# Görev Koşulları:
A) Kahve kültürü yazısının son paragrafında kahve içme alışkanlıklarından söz edilen ülkeleri sıralayın.
B) Kahve kültürü yazısını kaldığı yerden devam ettirin.

# Okuma Metni:
········

Kahve Kültürü ve VR Kafeler…
Kahve pek çoğumuzun olmazsa olmazı bir lezzet.. Bugün biraz kahve hakkında yazmak istedim arkadaşlar…
Kahve bizim kültürümüze ilk Kanuni Sultan Süleyman döneminde gelmiş. Gözdesi Hürrem Sultan da tam bir kahve aşığı imiş. Padişah için Yemen’den getirtilen kahve ile yapılan sunumlar, kahvesi, suyu ve fincanları ile başlı başına bir seramoniymiş. Misafirlere de padişahın huzuruna çıkmadan önce ayrı bir ağırlama odasında “Gülbahar Sahan” adı verilen bir tabaktan lokumlar ile kahveler ikram edilirmiş.
Türk kahvesi bugün, UNESCO’nun kültürel miras listesine aldığı, vazgeçilmez içeceğimiz. Kahvenin Avrupa’ya geçişi de aslında Osmanlı kanalı ile olmuş. Avrupa’da önce sanatçılar arasında popüler olan kahve, sonraları halk arasında da yaygınlaşmış.
Avrupa ülkeleri kahve ile tanıştıktan sonra kendilerine özgü bir kahve kültürü oluşturmaya çalışmışlar. Ufak dokunuşlar ile yapılan yöreye özel kahve türleri kültürlerinin bir parçası olmuş zaman içinde. Küçük bir süt köpüğü ile yapılan macchiato, tarçın, vanilya gibi baharatlar ile aromalandırılmış İspanyol “cafe con miel”, ya da latte’nin farklı bir versiyonu lagrima gibi…
Ülkeler arasındaki lezzet tercihi farkları da kahvelerin çeşitlenmesinde etkili olmuş. Mesela İtalyanlar güne sert bir kahve ile başlamayı seviyorlar. Genellikle espresso veya ristretto gibi tek shot’lık, hızlı içilen sert kahveleri tüketiyorlar. Avusturya, Fransa, Hollanda gibi ülkelerde ise bol sütlü kahveler popüler. Özellikle Hollanda’da neredeyse kahveli süt içiyorlar. İsveçliler yöresel bir peynir ile birlikte tüketiyorlar kahveyi. İsmi kaffeost. Almanya’da ise alkollü kahvelerin tüketimi yaygın. Halkın kültürünün bir uzantısı olarak.

········

# Sağlanan Bilgiler:
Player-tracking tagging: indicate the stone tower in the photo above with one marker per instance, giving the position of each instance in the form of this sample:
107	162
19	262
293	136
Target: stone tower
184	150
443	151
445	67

········

# Çıktılar:
A) İtalya, Avusturya, Fransa, Hollanda, İsveç, Almanya

B)
Amerika’ya da uzanırsak, onlar biraz geç 19. yüzyıl civarında tanışmışlar kahve ile. Fakat bir o kadar da sosyal hayatları içine hızlıca almışlar onu. Tercihleri ise yumuşak, suyla seyreltilmiş kahveler olmuş. Özellikle filtre kahve tercihi baskın. Filtre kahveden başka “red eye, lazy eye” gibi özel kahveleri de var. Espressodan üretilmiş kahveler bunlar. Kahve çeşitleri zaten çoğunlukla espresso bazlı.
Kahve, petrolden sonra en önemli ticaret ürünlerinden biri artık. Starbucks’larla başlayan bir kahve kültürü var ve hızla da yaygınlaştı. Sosyalleşme ile beraber kahve keyfi olanağı, buluşma yeri, mola verme mekanı gibi fonksiyonlarıyla tercih ediliyorlar. Dolayısıyla bin çeşit benzer kafe açılıyor hızla. Kahveci bayileri bunlar. Yalnız ironik olan şu ki Osmanlı’dan kahveyi öğrenen Avrupalı bugün Türk’e allayıp pullayıp içiriyor kendi kahve çeşitlerini. Ben de içiyorum, seviyorum da. Türk kahvesini ama hiçbirine değişmem.
Kahve evi zincirlerinde en son trend sanal gerçeklik odalarının da bulunduğu kafeler. Özellikle franchising sektöründe tercih edilen yüzlerce kahveci markası var. Her biri başka başka konseptlerde. Sözünü ettiğim kafeler ise vr kafe ile kahve evlerinin birleştiği yeni bir konsept. Eskinin internet kafesinin yerini alan vr kafelerde 10’ar metrekarelik odalar bulunuyor. Vr gözlükler kullanarak bireysel ve grup oyunları oynayabiliyorsunuz. Bazı kahveci markaları bu konsepti kendi kahve konseptlerine ekleyerek yenilikçi bir sosyal ortam yaratmayı hedeflemişler. Henüz şehrimizde bunlardan birini göremedik. Yatırım tavsiyesi değil ama ilk açanın ilgi göreceğini düşünüyorum.. ;)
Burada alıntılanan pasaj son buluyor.